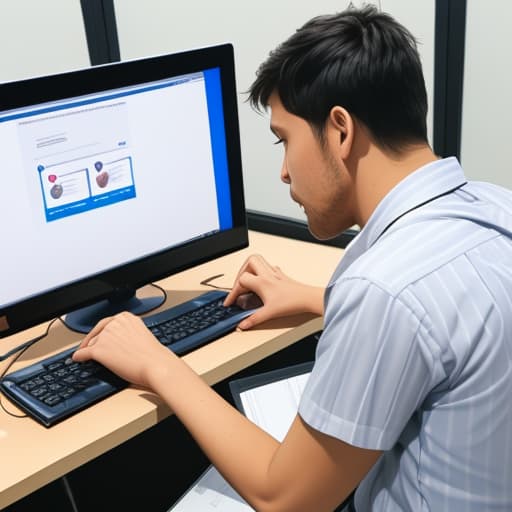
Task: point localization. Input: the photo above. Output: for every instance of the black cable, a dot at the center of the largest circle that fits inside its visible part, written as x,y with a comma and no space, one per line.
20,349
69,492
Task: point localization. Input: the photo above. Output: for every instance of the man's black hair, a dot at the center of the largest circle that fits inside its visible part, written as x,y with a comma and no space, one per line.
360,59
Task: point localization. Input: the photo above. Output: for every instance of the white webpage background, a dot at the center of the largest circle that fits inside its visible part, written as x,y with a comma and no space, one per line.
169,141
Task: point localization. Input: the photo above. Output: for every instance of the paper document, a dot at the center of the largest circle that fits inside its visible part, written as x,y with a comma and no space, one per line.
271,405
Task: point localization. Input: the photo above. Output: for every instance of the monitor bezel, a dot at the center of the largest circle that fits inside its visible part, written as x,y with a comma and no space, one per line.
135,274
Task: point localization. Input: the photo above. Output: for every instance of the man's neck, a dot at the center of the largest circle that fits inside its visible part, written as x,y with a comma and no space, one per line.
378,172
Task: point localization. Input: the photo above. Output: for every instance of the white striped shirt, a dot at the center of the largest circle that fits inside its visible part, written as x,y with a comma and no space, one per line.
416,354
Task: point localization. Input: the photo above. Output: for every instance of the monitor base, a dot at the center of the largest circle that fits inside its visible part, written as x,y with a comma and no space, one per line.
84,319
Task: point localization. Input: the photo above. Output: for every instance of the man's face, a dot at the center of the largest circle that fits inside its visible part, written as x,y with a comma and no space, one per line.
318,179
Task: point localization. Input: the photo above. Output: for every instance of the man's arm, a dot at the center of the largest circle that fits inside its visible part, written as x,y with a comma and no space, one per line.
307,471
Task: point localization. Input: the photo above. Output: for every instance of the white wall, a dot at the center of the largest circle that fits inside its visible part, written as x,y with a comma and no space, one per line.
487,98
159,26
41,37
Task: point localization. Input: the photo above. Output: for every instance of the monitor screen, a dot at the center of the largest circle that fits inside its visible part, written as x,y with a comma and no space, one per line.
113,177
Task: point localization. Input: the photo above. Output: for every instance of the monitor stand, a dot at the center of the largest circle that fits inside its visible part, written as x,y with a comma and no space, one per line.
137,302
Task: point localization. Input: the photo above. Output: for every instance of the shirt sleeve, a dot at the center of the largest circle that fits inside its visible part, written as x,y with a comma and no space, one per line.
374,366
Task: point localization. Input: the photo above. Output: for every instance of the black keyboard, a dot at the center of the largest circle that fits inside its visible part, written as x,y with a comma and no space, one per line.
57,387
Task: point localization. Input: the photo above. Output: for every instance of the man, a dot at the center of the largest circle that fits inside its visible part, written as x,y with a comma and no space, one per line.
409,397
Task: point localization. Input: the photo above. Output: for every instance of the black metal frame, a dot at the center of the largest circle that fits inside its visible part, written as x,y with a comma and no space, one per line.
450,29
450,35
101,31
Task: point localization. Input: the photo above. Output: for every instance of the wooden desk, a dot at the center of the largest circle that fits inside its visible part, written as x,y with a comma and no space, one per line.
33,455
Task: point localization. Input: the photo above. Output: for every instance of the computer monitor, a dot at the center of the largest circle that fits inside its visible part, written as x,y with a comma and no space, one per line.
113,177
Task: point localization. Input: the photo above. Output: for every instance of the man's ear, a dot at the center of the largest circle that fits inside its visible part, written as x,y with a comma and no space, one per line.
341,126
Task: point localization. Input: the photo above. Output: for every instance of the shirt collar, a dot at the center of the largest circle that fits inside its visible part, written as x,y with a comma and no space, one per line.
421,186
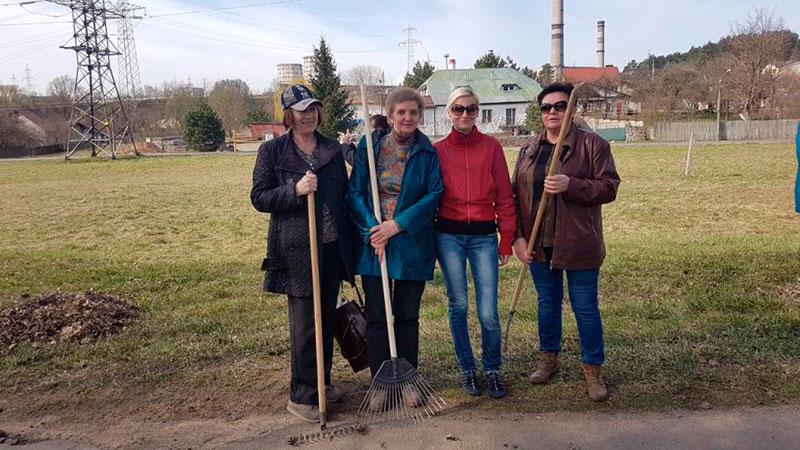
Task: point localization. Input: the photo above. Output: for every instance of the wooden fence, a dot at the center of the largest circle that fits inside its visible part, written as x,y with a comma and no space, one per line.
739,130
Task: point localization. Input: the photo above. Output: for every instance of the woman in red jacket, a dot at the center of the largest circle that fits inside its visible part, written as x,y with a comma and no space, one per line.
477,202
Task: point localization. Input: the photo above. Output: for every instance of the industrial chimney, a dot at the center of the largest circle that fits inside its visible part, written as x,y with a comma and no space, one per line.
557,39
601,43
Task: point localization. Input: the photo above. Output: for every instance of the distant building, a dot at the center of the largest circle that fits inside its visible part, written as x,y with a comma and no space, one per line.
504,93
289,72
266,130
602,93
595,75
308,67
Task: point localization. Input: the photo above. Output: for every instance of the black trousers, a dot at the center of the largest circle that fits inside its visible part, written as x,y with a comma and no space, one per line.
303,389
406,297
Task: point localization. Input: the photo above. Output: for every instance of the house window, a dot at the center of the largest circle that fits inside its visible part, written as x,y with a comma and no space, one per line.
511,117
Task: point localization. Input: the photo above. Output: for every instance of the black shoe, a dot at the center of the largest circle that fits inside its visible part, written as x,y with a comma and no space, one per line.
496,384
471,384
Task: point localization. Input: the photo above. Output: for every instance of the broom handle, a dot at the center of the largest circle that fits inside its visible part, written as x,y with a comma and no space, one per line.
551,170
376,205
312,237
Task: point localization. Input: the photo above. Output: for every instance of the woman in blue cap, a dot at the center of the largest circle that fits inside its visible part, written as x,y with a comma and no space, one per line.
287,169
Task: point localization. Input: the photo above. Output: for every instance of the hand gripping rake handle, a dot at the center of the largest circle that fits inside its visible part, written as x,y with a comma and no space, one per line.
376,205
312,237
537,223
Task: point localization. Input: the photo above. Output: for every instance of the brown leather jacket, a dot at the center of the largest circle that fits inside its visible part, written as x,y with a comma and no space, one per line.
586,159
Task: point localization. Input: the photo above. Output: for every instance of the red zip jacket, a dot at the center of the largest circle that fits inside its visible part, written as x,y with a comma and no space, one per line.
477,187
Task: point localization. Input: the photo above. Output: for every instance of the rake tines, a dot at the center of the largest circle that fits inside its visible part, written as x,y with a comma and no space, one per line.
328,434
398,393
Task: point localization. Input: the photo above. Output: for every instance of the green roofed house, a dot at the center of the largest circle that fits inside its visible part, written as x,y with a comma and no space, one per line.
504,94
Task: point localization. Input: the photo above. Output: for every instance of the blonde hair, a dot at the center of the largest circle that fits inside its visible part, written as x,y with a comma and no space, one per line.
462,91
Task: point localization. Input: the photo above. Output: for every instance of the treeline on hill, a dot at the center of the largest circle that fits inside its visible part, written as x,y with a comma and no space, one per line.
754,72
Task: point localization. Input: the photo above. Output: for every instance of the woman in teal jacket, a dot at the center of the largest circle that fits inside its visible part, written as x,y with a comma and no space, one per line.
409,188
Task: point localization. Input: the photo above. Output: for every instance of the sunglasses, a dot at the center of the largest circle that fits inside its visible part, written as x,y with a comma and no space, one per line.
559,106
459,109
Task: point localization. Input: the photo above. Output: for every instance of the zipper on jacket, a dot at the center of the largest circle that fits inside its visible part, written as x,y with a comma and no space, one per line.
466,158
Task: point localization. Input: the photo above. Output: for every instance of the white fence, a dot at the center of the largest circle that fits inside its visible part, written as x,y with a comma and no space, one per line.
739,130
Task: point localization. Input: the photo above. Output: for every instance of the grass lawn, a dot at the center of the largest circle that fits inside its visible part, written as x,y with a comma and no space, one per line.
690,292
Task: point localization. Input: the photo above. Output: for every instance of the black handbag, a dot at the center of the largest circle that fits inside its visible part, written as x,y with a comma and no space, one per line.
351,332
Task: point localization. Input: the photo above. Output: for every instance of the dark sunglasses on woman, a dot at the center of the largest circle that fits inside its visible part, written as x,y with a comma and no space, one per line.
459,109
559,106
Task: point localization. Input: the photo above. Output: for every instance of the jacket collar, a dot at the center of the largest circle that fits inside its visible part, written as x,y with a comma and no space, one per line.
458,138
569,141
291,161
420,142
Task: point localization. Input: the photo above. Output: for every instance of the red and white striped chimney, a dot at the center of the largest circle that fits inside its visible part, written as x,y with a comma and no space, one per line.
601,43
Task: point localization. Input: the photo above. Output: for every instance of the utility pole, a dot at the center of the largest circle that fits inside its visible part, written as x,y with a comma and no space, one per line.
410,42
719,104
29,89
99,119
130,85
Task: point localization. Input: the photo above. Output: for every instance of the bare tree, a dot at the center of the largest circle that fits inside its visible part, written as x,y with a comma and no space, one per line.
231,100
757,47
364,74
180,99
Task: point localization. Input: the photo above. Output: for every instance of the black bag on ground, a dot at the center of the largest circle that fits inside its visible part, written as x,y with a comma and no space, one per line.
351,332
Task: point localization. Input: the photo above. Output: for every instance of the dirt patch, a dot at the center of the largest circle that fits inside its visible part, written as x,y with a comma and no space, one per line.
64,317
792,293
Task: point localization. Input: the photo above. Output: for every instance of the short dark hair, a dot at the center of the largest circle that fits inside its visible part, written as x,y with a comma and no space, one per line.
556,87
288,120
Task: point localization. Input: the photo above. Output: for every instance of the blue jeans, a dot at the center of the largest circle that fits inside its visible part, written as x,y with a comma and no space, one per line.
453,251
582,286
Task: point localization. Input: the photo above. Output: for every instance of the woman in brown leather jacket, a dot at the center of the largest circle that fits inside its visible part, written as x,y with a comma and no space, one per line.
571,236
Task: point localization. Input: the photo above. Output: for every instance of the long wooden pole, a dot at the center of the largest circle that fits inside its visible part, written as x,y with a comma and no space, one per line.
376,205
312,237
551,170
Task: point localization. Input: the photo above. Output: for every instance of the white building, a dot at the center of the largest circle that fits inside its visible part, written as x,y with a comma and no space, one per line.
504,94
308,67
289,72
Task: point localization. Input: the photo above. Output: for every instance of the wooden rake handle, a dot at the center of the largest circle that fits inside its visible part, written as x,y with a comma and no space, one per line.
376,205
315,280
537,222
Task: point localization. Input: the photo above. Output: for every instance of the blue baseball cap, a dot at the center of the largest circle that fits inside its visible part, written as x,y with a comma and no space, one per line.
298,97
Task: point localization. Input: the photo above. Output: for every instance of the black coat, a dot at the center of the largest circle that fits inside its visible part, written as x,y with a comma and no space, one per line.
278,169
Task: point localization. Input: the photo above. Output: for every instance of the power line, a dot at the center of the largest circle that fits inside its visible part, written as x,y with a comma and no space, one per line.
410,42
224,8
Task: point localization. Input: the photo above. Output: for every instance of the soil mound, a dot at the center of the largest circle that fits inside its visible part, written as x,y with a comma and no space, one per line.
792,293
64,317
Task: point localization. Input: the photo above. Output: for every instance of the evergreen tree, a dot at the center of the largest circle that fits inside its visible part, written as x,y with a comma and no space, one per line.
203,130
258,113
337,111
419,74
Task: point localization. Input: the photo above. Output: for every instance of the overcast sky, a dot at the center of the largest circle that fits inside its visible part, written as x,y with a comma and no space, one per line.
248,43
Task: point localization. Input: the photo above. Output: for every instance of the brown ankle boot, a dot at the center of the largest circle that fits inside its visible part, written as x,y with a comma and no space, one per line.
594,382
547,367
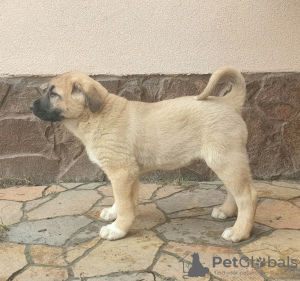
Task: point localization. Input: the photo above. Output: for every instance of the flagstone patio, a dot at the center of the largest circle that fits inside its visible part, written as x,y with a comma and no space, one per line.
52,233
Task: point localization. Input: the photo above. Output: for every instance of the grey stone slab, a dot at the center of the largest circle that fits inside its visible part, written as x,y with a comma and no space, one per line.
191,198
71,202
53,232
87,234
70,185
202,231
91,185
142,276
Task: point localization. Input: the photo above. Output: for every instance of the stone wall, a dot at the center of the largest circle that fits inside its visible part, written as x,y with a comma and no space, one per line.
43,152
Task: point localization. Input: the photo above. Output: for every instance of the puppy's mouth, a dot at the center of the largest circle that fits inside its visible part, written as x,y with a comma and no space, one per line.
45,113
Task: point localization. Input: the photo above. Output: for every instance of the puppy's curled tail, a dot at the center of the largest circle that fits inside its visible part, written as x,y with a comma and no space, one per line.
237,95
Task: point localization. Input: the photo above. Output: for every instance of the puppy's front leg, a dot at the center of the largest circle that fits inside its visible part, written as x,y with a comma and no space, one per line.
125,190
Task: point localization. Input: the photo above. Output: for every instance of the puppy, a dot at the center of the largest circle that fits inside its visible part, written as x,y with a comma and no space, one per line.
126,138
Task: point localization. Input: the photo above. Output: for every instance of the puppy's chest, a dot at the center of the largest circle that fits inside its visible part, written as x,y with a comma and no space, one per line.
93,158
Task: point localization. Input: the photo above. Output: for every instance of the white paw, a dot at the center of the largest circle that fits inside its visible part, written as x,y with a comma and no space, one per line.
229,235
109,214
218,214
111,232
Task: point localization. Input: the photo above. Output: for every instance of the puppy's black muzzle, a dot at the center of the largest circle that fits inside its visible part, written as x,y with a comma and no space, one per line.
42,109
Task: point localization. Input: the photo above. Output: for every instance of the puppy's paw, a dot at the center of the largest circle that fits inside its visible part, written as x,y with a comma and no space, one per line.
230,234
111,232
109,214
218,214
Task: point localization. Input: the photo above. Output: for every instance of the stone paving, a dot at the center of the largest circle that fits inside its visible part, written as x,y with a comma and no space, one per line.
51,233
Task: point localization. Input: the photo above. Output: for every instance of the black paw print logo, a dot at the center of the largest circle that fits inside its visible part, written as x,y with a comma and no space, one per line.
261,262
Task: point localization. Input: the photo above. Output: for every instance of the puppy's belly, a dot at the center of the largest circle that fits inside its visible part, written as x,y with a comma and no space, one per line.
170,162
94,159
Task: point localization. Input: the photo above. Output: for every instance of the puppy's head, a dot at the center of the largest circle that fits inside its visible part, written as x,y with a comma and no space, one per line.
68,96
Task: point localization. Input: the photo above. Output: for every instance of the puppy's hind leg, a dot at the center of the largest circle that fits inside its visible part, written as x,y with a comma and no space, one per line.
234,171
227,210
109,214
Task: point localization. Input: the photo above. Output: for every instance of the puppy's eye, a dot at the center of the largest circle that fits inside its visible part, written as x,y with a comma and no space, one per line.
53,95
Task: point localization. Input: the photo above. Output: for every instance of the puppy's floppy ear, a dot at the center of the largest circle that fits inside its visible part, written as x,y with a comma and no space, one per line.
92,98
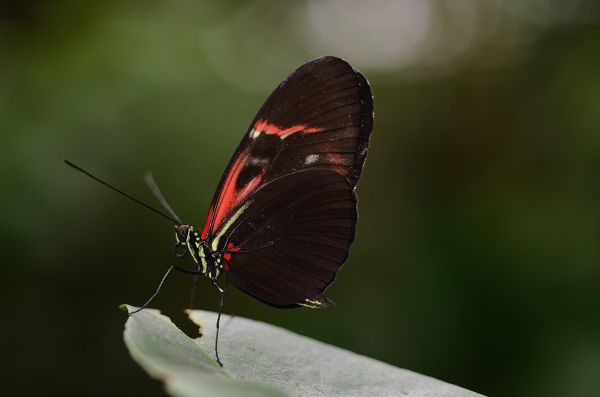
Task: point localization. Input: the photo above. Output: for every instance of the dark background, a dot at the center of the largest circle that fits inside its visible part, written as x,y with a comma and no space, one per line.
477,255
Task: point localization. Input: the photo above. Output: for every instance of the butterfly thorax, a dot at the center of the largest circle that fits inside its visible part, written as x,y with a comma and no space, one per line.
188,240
────────
Give back, word for word, every line from the one holding "puppy's belly, a" through the last line of the listing. Pictures are excluded.

Task: point localization. Input: the photo above. Output: for every instance of the puppy's belly, a dot at the center of the largest circle that fits inside its visible part, written as x,y with a comma and no space, one per line.
170,162
94,159
Task: point localization. Input: the photo above. Output: for every instance of the puppy's head, a dot at the center of the largest circle that fits inside its visible part, written as x,y with a comma and no space, one per line.
68,96
Task: point localization. Input: the photo above. Output: for every instance of the puppy's hind leg, a dot at the center of the largest circle that fits inside its visible part, written as x,y with a comma and no space, one per line.
234,171
227,210
109,214
Task: point localization. Input: the photo above. Output: for every instance of the puppy's eye, a dot at the center of the largest circle that fits inside its visible part, written as x,y with a comma and no space, one per line.
53,95
Task: point localization. Input: the photo above. Output: for every instance of the puppy's floppy ear, a dot at the center of the largest circle that fits inside its visible part, written as x,y with a comma and no space, one per line.
92,98
Task: point localization. Input: the photo above. Output: for every instance of the dark background, a dot at the center of the largest circle that fits inside its visible part, written as x,y with a comma and no space, one per line.
477,255
Task: point localization. Input: the photo above. Output: for every instance of the butterfly thorax, a dot at the center of the largest circle that fits inside its visible part, written as x,y with a comma and no space, one per line.
188,240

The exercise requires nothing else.